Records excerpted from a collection
----
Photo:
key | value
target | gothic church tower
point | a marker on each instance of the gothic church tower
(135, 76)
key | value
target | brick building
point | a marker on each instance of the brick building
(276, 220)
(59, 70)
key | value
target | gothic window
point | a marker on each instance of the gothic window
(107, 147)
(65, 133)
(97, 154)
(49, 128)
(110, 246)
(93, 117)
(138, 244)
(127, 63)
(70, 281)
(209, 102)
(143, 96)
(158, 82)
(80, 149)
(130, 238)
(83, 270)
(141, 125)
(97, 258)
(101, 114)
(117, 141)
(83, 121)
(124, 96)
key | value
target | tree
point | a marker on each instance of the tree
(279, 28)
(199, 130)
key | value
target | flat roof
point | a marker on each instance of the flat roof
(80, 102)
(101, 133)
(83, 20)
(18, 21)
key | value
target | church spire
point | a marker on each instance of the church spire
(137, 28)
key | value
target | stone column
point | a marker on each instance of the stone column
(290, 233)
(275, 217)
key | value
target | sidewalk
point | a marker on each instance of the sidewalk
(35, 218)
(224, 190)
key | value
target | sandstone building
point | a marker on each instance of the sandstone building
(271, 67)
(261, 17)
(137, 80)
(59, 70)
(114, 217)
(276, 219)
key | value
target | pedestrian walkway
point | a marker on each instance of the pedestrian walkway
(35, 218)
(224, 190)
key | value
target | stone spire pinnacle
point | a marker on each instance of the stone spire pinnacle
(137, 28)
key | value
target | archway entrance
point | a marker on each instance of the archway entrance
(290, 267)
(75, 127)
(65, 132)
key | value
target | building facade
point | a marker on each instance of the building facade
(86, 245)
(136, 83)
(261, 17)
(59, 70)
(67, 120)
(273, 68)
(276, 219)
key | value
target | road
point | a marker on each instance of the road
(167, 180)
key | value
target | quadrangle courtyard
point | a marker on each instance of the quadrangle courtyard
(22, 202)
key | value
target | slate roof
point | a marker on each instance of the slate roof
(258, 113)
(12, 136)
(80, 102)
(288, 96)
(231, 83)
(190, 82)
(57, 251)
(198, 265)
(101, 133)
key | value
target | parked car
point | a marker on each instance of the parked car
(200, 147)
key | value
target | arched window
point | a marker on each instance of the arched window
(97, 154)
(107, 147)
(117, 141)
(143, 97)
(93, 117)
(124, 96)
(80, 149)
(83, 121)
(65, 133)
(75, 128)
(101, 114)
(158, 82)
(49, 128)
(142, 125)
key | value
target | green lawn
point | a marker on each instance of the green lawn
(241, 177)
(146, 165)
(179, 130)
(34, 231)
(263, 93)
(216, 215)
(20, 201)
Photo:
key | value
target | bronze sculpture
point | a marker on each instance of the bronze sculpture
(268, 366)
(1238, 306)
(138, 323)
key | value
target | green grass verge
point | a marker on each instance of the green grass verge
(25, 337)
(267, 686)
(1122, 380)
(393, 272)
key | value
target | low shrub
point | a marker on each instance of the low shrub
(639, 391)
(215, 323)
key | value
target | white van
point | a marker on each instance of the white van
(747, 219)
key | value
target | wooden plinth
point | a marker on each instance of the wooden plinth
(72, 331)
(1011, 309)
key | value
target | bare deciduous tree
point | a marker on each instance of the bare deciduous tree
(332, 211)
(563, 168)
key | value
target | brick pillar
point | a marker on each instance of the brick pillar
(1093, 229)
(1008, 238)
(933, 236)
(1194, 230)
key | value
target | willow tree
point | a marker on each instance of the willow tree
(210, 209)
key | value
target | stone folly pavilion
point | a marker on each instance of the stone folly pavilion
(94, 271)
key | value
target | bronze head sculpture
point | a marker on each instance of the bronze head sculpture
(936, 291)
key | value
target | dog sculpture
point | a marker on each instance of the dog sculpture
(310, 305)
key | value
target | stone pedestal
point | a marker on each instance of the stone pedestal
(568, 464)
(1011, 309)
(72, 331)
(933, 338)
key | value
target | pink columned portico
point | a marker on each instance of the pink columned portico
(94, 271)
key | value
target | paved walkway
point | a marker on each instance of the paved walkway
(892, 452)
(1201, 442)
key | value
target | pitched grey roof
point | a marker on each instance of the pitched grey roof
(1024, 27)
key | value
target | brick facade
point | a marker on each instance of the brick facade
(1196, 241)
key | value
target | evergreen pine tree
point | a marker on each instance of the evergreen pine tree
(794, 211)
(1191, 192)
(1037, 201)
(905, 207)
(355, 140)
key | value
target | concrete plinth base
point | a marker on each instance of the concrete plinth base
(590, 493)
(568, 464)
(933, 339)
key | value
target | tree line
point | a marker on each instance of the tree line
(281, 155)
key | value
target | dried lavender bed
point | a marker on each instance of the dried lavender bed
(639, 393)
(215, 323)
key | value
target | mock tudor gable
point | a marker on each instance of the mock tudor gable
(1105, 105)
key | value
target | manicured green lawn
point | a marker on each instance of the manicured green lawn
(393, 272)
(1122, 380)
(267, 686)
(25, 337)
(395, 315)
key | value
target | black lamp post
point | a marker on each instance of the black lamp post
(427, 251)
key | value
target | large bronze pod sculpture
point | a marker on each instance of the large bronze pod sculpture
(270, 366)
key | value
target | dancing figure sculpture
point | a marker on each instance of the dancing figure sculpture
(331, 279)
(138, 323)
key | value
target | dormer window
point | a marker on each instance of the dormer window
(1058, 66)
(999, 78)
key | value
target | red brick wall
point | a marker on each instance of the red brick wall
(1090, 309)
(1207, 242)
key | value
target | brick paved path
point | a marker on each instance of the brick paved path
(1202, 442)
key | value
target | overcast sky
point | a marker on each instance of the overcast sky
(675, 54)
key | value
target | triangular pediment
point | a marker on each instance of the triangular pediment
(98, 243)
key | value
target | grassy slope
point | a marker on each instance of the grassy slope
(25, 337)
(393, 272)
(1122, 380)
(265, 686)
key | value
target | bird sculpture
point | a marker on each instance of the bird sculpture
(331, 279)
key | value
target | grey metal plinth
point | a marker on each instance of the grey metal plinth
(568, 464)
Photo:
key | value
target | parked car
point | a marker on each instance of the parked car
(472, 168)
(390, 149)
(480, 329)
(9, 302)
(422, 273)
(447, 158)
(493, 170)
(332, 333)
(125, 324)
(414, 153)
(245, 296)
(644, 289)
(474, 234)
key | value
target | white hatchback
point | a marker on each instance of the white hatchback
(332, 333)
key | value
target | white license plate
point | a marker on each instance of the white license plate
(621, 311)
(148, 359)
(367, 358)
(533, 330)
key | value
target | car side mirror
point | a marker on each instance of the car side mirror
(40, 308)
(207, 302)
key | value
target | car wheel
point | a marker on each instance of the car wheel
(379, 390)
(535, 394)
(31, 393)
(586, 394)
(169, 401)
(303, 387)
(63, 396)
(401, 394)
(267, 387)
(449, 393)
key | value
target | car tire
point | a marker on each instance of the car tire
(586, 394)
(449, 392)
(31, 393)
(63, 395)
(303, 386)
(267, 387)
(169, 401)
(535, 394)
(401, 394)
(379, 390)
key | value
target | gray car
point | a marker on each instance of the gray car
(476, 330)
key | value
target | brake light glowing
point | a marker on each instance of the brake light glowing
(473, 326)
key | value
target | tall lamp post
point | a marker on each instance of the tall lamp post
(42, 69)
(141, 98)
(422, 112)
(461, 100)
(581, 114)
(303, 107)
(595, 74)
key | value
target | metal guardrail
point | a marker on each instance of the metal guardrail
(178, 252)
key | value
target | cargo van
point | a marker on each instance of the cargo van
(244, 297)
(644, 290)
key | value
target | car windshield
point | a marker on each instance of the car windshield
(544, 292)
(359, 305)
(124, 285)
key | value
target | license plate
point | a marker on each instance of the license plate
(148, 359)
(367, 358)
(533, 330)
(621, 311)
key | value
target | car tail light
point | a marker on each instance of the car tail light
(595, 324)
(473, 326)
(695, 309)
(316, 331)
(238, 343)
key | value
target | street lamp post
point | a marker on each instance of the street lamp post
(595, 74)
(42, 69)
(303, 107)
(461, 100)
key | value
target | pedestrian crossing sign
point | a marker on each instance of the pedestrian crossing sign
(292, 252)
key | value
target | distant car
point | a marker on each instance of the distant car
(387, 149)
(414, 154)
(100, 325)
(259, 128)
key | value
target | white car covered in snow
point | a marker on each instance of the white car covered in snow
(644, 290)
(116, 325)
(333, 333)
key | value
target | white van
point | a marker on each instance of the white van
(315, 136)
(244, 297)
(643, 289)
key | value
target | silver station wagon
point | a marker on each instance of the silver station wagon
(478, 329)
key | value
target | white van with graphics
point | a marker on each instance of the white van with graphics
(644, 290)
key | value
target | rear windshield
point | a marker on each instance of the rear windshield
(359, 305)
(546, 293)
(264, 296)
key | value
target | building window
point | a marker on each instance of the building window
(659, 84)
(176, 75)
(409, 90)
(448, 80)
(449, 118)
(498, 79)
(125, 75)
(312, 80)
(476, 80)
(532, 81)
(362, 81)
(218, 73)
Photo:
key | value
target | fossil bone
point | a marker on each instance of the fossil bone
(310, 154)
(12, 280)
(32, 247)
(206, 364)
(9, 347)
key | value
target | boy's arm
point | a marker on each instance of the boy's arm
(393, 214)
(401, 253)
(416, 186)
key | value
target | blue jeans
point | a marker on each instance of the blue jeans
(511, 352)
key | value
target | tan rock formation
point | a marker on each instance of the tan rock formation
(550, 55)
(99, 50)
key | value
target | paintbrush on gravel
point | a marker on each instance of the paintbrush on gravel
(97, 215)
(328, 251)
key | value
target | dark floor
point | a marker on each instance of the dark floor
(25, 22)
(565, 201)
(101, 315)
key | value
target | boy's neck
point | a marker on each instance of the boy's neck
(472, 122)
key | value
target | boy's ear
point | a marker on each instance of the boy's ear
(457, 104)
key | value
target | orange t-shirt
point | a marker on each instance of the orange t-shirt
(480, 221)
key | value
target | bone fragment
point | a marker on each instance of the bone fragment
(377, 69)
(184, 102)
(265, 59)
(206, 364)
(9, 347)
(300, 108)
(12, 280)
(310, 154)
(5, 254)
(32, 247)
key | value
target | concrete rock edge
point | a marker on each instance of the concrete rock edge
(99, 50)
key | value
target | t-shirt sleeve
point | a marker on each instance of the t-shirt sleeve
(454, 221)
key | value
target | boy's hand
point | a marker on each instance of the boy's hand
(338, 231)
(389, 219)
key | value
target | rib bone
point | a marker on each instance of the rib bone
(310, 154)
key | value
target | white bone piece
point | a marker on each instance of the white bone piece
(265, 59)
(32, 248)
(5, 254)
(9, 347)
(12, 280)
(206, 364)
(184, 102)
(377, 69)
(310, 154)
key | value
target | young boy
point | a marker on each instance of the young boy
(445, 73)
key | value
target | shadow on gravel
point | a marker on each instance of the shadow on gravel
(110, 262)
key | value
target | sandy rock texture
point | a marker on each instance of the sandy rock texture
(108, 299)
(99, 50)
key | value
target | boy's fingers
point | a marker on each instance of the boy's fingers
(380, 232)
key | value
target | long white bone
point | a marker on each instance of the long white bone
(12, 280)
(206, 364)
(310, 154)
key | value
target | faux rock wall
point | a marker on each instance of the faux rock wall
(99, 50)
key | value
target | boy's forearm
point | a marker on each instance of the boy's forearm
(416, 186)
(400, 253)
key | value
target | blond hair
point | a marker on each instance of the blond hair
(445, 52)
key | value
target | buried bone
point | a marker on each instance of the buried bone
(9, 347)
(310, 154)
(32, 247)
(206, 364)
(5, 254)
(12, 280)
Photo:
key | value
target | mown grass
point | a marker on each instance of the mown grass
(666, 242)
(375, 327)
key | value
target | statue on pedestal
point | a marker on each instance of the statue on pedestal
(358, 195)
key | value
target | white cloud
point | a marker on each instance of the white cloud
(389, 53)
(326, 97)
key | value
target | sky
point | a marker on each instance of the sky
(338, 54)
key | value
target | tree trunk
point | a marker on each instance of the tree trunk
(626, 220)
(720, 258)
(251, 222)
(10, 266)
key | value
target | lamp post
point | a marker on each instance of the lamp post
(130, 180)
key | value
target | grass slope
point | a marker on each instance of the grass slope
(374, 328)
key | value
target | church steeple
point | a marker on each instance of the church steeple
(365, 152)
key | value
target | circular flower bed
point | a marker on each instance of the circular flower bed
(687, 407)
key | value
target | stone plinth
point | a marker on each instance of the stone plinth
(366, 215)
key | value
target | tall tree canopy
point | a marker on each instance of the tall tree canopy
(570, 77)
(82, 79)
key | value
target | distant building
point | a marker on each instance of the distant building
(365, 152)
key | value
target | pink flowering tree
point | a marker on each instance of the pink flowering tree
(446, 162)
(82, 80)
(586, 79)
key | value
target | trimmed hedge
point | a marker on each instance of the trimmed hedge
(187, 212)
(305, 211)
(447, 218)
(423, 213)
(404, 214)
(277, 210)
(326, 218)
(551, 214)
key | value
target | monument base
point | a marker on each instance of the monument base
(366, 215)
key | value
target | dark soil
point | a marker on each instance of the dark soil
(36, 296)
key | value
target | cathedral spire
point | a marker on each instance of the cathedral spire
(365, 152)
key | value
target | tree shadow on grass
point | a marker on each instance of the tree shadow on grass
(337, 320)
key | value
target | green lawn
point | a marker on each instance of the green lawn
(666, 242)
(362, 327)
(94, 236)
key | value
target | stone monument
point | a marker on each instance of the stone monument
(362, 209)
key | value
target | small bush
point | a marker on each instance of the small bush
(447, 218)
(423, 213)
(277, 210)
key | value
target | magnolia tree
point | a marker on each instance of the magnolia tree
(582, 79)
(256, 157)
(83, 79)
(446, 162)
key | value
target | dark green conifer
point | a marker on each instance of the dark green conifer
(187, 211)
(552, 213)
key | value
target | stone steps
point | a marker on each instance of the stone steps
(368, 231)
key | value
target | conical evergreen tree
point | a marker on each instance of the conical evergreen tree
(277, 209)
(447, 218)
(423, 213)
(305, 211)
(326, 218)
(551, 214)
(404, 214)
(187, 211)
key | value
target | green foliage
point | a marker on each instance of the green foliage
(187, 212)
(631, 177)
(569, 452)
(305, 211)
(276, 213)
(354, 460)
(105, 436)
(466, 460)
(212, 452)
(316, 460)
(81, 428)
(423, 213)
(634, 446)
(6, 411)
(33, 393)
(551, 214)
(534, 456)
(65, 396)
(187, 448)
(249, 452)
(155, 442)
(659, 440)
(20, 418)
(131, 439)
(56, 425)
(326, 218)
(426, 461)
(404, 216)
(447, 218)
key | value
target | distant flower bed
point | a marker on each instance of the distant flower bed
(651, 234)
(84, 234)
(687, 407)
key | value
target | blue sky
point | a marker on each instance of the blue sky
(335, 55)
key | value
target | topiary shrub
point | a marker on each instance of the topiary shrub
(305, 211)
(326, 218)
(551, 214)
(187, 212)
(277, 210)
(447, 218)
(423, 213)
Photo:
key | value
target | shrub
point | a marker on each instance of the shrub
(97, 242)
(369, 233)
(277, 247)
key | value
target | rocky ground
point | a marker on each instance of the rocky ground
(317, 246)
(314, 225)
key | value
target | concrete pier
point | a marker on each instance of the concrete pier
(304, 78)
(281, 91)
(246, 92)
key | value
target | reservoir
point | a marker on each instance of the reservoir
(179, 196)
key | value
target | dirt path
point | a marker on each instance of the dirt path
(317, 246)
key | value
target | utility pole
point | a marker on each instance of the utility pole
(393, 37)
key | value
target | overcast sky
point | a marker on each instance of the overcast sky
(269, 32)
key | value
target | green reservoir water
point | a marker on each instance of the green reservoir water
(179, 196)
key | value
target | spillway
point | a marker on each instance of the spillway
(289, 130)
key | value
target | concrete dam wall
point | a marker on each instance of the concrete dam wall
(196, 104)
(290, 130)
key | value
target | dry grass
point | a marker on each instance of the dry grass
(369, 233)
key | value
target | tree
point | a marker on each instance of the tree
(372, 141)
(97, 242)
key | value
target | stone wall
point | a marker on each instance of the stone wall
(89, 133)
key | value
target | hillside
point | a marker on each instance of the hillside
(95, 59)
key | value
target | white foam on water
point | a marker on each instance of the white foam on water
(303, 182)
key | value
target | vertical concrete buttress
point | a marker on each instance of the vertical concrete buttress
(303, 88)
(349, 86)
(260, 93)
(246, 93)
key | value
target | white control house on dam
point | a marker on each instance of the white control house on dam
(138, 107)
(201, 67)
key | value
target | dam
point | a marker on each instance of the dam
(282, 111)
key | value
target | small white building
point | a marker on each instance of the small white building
----
Problem to work on: Print again the lines of the entries above that fall between the line holding "point | a marker on each instance of the monument" and the line holding "target | green foliage", inclusive, exactly as they stand.

Answer section:
point | a marker on each instance of the monument base
(366, 215)
key | value
target | dark soil
point | a marker on each instance of the dark soil
(36, 296)
key | value
target | cathedral spire
point | a marker on each instance of the cathedral spire
(365, 152)
key | value
target | tree shadow on grass
point | a marker on each instance of the tree shadow on grass
(337, 320)
key | value
target | green lawn
point | a marker on each instance of the green lawn
(666, 242)
(362, 327)
(94, 236)
key | value
target | stone monument
point | a marker on each instance of the stone monument
(362, 209)
key | value
target | small bush
point | a marker on each instance of the small bush
(447, 218)
(423, 213)
(277, 210)
key | value
target | magnolia tree
point | a marker on each instance of the magnolia tree
(582, 79)
(256, 157)
(83, 79)
(446, 162)
key | value
target | dark green conifer
point | a marker on each instance of the dark green conifer
(187, 211)
(552, 213)
key | value
target | stone steps
point | a marker on each instance of the stone steps
(368, 231)
key | value
target | conical evergreen tree
point | a marker on each instance of the conical evergreen tree
(277, 209)
(447, 218)
(423, 213)
(305, 211)
(326, 218)
(551, 214)
(404, 214)
(187, 211)
key | value
target | green foliage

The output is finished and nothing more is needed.